_Aufgabenstellung_.
Wie geht der Konzertbericht über den Auftritt von Christine Busch und Stefania Neonato in der Reutlinger Stadthalle weiter? Führen Sie ihn im Anschluss an seinen letzten Satz fort.
=== Lesetext ===
Musik

Kammermusik – Zauber des Zarten

Die Geigerin Christine Busch und Stefania Neonato am Hammerflügel traten im Kleinen Saal der Reutlinger Stadthalle auf

REUTLINGEN. Es gab gewissermaßen einen dritten Stargast beim Kammerkonzert, das die Stuttgarter Violinprofessorin Christine Busch und ihre Kollegin, die Pianistin Stefania Neonato, am Mittwochabend im Kleinen Saal der Reutlinger Stadthalle gaben: den 1993 von Monika May für die Musikhochschule gefertigten Nachbau eines Hammerklaviers von Anton Walter. Der begehrte Wiener Klavierbauer schuf auch die Fortepianos für Mozart, Beethoven und Schubert.

Man kann sich kaum vorstellen, was die Erfindung des Fortepiano durch Bartolomeo Cristofori um 1698 in Florenz für die Komponisten und Pianisten bedeutete, als es sich allmählich durch Instrumentenbauer wie Gottfried Silbermann oder Johann Stein entwickelte und schließlich in der Wiener Klassik durchsetzte: Dynamisches Spiel, Anschlagskultur erweiterte den bis dahin statischen, mit dem Federkiel angezupften Ton der Tasteninstrumente aus der Cembalo-Familie und des Clavichords.

Der erste Teil des Konzerts galt Violinsonaten Wolfgang Amadé Mozarts (1756 bis 1791), damals noch korrekter als „für Klavier und Violine“ bezeichnet. Denn zumindest zuvor galt die Geige dabei meist noch als verzierendes, begleitendes Instrument. Die Sonate in e-Moll KV 304 ist die wohl berühmteste unter seinen zahlreichen Werken für diese Gattung, nicht zuletzt ihrer etwas düster-melancholischen Aura wegen. Der 21-Jährige schrieb sie wohl unter dem Eindruck des Todes seiner Mutter Anna Maria auf der gemeinsamen Konzertreise in Paris.

Christine Busch hob zwar die ausgeprägten Kontraste des (nach Kirchensonatenform) zweisätzigen Werkes hervor, spielte aber eher elegisch als pathetisch, mit weichen Linien und gleichmäßig zurückhaltenden Staccati. Stefania Neonato phrasierte gleichermaßen sanft, mit geschmackvollen Rubati, und führte auch in der Geläufigkeit jenen zarten Ton vor, der das Hammerklavier auszeichnet.
=== Bereitgestellte Daten ===
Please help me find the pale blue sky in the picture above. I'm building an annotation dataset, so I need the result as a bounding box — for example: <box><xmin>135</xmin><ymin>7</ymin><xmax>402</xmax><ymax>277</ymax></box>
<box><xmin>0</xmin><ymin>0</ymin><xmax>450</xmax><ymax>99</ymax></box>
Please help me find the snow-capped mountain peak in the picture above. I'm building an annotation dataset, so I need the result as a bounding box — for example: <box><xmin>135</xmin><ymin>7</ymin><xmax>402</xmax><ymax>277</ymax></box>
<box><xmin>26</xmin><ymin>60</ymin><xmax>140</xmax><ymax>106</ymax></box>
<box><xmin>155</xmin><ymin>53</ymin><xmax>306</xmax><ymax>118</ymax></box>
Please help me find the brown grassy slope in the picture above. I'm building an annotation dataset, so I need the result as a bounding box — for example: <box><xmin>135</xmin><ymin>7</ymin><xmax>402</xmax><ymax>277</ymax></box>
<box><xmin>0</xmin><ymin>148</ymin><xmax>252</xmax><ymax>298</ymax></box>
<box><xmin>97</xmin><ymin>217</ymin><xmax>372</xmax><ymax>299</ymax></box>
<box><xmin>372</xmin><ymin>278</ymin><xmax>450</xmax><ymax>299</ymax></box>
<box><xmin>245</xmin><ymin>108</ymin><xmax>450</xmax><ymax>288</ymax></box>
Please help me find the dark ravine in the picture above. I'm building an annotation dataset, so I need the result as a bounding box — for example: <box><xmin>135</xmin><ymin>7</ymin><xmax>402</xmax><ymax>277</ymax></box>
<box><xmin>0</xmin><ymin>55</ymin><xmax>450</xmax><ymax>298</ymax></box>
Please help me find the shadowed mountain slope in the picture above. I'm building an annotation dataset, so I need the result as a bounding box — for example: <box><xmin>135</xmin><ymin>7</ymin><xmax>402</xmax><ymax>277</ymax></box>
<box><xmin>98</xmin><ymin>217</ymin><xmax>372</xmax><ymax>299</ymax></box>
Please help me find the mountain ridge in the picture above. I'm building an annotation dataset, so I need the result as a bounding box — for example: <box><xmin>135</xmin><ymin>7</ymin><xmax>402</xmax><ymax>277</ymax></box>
===
_Ihre Antwort_.
Danach erläuterte die Marburger Klavierbauerin Monika May die Bauweise und die Besonderheiten dieses Fortepiano gerade gegenüber den klangmächtigeren Flügeln, die sich noch daraus entwickeln sollten: ein Holzrahmen statt Gusseisen, weniger und feinere Saiten, lederbespannte Hämmer und für Dämpfung und Hall Kniehebel statt späterer Pedale, die schmaleren Tasten, bei kleinerem Umfang, aus Tierknochen statt aus Elfenbein, tiefere Stimmung.

Auch bei Mozarts B-Dur Sonate Köchelverzeichnis 378, als Teil eines Zyklus 1781 das erste in Wien veröffentlichte Werk (und der Schülerin Josepha Auernhammer gewidmet), nahm Christine Busch alles extrovertiert Virtuose weit zurück, blieb unaufdringlich in den technischen Fertigkeiten und Differenzierungen, für die das spielfreudige Stück mehr Möglichkeiten bot als das vorangehende. Flinke Finger und tolle Läufe aber konnte sie ebenso vorführen wie ihre Partnerin mit ihrem zart funkelnden Jeu perlé, das gerade in den Höhen manchmal noch an einen Cembaloton erinnerte.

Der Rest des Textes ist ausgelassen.